Trecho fornecido —
Ali, Eco trata exatamente do nominalismo pela dificuldade de identificação, de responsabilização de atos criminosos, atentatórios à estabilidade dos direitos e das liberdades humanas. Demonstra como na sistemática obscuridade tais crimes acabam ficando sem autores, posto que em verdade todos os que se sujeitam a tal regime de relacionamento humano, acabam se tornando responsáveis por todos os crimes cometidos naquele meio.
E ao situar seu monastério na Idade Média, indiretamente o também italiano Umberto Eco denuncia na Idade Média o período histórico de maior expansão do fascismo, mesmo quando o termo ainda inexistia. Com a intensão de simbolizar união para se tornar inquebrantável o que separadamente é frágil, a origem da palavra vem de fascio – feixe. Um feixe de políticos ignorados pela monarquia que na segunda década do século passado alcançaram ao poder de Roma através de Benito Mussolini.
O ideal do grupo, ou do “feixe” de Mussolini, era o de distinguir-se dos demais cidadãos de seu país não pela contraposição de ideias ou pela discussão de opiniões e diferenças de pontos de vista, mas apenas pela imposição do que se acreditavam prevalecidos através de seus conceitos de nação e raça.
Bem… Como todo mundo sabe, da Itália o fascismo foi para a Espanha do Generalíssimo Franco e depois, na Alemanha, adotou o nome de nazismo. Perpetuando-se, se expande pelo mundo, mas se Mussolini o instituiu como sistema político no século 20, na verdade o fascismo é ancestral – ou melhor seria, primal? – e muito anterior ao período medieval. Mas o que evidencia as décadas 1920 à 1940 apenas um breve exemplo do que se constituíram todos os séculos da Idade Média, é o obscurantismo daquela era. O obscurantismo é a característica substancial e inerente a uma sociedade fascista.
Como a postura política de Mussolini e Hitler, os principais líderes do fascismo, era de extrema direita, por muito tempo se compreendeu os ideais fascistas como exclusivamente de direita, mas diversos exemplos de governos que se autoproclamavam como comunistas acabaram justificando a indicação de “fascismo de esquerda”.

Objetivo —
Transcreva do trecho sobre o fascismo, acima, tudo o que vai desde "O ideal do grupo, ou" até "uma sociedade fascista.".

Material fornecido —

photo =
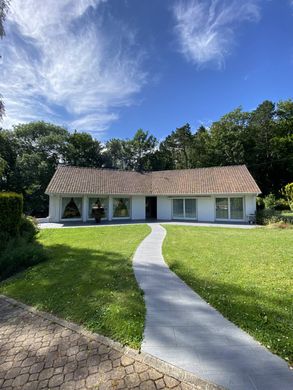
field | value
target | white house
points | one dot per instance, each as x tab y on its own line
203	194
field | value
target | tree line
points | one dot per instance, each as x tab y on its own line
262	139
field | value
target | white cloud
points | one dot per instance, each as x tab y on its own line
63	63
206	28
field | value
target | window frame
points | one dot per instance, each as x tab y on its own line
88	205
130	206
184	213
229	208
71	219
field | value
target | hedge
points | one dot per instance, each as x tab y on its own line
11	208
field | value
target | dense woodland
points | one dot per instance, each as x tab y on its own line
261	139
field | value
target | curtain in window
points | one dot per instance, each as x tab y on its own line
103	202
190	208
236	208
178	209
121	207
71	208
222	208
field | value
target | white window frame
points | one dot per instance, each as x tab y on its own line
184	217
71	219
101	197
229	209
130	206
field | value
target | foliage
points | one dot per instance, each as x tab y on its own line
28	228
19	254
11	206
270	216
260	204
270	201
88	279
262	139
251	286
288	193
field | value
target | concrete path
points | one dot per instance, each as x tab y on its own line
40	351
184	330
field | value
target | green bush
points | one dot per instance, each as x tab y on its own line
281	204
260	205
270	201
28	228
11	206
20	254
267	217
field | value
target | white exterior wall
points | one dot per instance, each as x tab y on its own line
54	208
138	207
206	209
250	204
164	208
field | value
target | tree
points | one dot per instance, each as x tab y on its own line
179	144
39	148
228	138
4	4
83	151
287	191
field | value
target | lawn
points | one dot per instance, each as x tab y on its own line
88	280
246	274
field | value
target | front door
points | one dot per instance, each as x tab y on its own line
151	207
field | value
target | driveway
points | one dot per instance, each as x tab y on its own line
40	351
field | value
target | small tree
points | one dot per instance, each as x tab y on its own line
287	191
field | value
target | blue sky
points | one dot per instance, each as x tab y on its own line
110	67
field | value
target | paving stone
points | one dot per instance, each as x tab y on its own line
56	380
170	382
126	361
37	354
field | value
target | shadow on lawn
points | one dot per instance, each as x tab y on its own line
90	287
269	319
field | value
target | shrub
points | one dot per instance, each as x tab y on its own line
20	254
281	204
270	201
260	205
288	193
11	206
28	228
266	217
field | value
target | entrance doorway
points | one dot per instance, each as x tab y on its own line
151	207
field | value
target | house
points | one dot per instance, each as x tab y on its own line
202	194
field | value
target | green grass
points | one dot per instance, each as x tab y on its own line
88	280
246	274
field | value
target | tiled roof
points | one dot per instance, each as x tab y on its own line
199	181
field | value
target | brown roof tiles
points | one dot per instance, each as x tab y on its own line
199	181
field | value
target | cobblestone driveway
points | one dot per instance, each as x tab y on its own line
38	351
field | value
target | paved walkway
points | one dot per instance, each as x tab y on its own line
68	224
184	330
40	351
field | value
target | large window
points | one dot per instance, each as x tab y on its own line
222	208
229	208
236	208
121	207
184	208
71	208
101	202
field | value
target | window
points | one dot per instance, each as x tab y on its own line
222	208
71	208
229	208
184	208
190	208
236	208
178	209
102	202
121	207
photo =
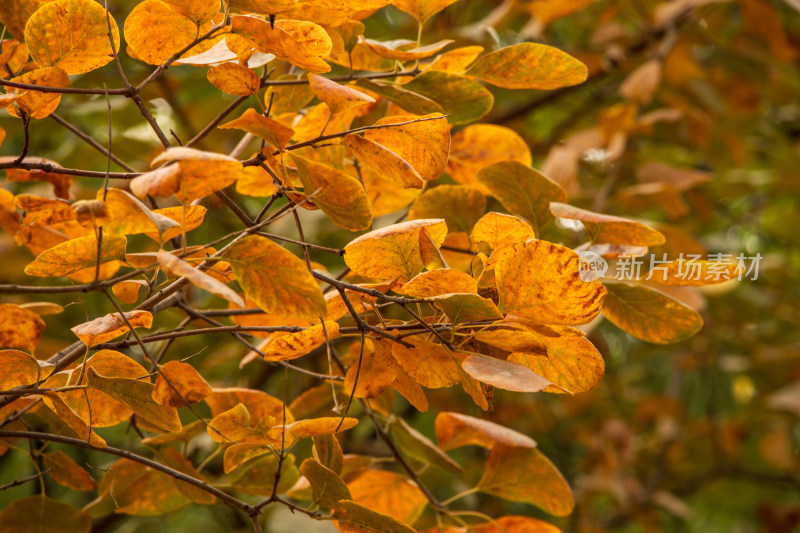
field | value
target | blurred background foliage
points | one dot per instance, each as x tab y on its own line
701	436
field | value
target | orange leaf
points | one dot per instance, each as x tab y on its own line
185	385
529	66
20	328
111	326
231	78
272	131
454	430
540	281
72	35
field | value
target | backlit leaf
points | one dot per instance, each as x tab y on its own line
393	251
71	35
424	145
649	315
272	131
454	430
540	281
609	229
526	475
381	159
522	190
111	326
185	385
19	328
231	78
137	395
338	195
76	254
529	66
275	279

Resultado da tarefa —
O ideal do grupo, ou do “feixe” de Mussolini, era o de distinguir-se dos demais cidadãos de seu país não pela contraposição de ideias ou pela discussão de opiniões e diferenças de pontos de vista, mas apenas pela imposição do que se acreditavam prevalecidos através de seus conceitos de nação e raça.
Bem… Como todo mundo sabe, da Itália o fascismo foi para a Espanha do Generalíssimo Franco e depois, na Alemanha, adotou o nome de nazismo. Perpetuando-se, se expande pelo mundo, mas se Mussolini o instituiu como sistema político no século 20, na verdade o fascismo é ancestral – ou melhor seria, primal? – e muito anterior ao período medieval. Mas o que evidencia as décadas 1920 à 1940 apenas um breve exemplo do que se constituíram todos os séculos da Idade Média, é o obscurantismo daquela era. O obscurantismo é a característica substancial e inerente a uma sociedade fascista.